* **DATASET ROWS**:
====
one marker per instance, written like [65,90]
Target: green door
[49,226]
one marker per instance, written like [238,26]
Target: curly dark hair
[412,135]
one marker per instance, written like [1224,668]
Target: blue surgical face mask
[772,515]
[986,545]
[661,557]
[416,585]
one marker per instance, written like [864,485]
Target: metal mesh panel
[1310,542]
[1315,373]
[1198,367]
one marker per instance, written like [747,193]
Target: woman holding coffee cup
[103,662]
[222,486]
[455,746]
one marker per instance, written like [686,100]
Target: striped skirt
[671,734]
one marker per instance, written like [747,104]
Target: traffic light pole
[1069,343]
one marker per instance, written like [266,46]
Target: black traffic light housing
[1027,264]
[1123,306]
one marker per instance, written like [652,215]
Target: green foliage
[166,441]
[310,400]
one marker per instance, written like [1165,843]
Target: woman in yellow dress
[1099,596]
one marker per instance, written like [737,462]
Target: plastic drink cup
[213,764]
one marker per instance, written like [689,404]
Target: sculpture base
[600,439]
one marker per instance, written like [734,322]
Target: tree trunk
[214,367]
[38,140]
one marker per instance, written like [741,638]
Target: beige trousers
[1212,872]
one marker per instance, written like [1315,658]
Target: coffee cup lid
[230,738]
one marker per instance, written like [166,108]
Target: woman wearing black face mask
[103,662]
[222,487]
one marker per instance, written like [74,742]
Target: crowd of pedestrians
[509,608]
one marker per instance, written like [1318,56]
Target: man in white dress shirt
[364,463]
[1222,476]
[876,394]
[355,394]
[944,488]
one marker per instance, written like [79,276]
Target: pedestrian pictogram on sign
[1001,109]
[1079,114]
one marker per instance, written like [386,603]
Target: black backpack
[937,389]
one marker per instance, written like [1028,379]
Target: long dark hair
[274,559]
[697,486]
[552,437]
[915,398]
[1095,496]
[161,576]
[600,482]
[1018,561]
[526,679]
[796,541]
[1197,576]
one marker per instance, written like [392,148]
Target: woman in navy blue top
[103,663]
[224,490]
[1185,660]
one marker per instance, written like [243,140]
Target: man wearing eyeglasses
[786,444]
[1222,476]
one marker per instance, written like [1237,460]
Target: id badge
====
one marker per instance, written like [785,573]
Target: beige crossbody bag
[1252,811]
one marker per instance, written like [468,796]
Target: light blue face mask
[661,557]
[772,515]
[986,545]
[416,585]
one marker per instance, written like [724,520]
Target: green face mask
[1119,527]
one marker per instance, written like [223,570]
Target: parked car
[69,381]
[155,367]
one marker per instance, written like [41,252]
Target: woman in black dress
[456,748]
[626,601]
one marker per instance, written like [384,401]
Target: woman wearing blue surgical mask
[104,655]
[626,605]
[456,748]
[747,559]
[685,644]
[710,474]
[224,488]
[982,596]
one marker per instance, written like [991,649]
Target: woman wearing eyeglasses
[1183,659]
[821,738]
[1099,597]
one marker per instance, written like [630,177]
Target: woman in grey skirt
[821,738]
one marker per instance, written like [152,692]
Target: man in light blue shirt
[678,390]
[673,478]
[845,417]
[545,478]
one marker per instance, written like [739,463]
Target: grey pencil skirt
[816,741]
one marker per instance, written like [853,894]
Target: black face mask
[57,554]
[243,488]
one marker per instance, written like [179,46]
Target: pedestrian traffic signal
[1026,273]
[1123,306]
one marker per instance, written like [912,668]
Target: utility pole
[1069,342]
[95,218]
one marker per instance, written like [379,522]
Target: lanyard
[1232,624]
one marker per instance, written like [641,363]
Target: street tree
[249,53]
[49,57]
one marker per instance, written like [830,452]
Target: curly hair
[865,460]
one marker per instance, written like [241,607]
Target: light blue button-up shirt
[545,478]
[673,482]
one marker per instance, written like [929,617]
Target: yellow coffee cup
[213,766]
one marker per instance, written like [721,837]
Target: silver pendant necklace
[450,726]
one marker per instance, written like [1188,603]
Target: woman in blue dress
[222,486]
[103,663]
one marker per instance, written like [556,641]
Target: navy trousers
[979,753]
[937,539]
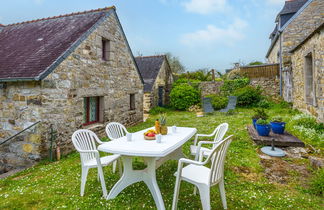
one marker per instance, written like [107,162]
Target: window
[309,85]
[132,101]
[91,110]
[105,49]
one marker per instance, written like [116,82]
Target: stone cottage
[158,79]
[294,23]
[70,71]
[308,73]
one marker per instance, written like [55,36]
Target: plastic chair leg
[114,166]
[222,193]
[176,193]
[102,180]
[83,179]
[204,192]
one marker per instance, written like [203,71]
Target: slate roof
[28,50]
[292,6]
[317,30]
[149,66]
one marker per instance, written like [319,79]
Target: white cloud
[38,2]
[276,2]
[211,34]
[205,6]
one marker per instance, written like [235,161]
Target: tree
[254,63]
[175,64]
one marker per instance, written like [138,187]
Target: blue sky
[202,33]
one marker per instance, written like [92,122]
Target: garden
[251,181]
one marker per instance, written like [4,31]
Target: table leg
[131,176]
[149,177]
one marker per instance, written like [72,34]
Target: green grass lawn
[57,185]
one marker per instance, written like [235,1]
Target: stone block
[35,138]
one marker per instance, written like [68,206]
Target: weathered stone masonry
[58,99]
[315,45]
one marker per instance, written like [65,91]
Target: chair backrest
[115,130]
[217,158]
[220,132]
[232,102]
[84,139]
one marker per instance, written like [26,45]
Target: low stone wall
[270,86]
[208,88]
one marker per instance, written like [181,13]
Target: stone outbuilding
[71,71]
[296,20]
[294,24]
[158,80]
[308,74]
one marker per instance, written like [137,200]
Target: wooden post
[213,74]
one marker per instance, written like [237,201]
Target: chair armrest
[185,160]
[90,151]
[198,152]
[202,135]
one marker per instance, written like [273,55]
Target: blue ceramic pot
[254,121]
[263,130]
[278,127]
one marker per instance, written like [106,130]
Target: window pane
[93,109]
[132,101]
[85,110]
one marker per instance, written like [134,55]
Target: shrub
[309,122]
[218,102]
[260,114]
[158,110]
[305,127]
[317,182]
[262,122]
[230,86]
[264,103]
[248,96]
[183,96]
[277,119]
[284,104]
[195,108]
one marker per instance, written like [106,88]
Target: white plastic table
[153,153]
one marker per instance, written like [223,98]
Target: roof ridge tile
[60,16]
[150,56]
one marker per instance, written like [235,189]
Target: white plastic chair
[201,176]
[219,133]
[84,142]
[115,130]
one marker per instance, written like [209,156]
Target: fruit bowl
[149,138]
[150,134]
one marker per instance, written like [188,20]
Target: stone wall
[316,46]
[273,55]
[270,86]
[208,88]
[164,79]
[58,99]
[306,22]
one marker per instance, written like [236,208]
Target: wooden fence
====
* **GIVEN REQUEST**:
Copy out the rows verbatim, from the line containing "one marker per instance, written like [106,130]" through the line containing "Target: wooden fence", both included.

* **SOLUTION FOR THIS PROBLEM**:
one marker per instance, written like [106,130]
Target: window pane
[93,109]
[132,101]
[85,110]
one marker per instance, written like [134,55]
Target: shrub
[309,122]
[218,102]
[260,114]
[158,110]
[305,127]
[317,182]
[262,122]
[230,86]
[264,103]
[248,96]
[183,96]
[277,119]
[284,104]
[195,108]
one marker per instance, written like [106,88]
Target: white plastic table
[153,153]
one marker per instance, written like [223,98]
Target: roof ridge tile
[60,16]
[150,56]
one marker per instance, written like [235,189]
Target: white plastic chair
[201,176]
[219,133]
[84,142]
[115,130]
one marker per instance, written like [209,156]
Target: fruit bowl
[149,138]
[150,134]
one marker per instance, written like [188,20]
Target: stone wall
[316,46]
[273,55]
[270,86]
[208,88]
[164,79]
[58,99]
[306,22]
one marker per instance, written like [236,208]
Target: wooden fence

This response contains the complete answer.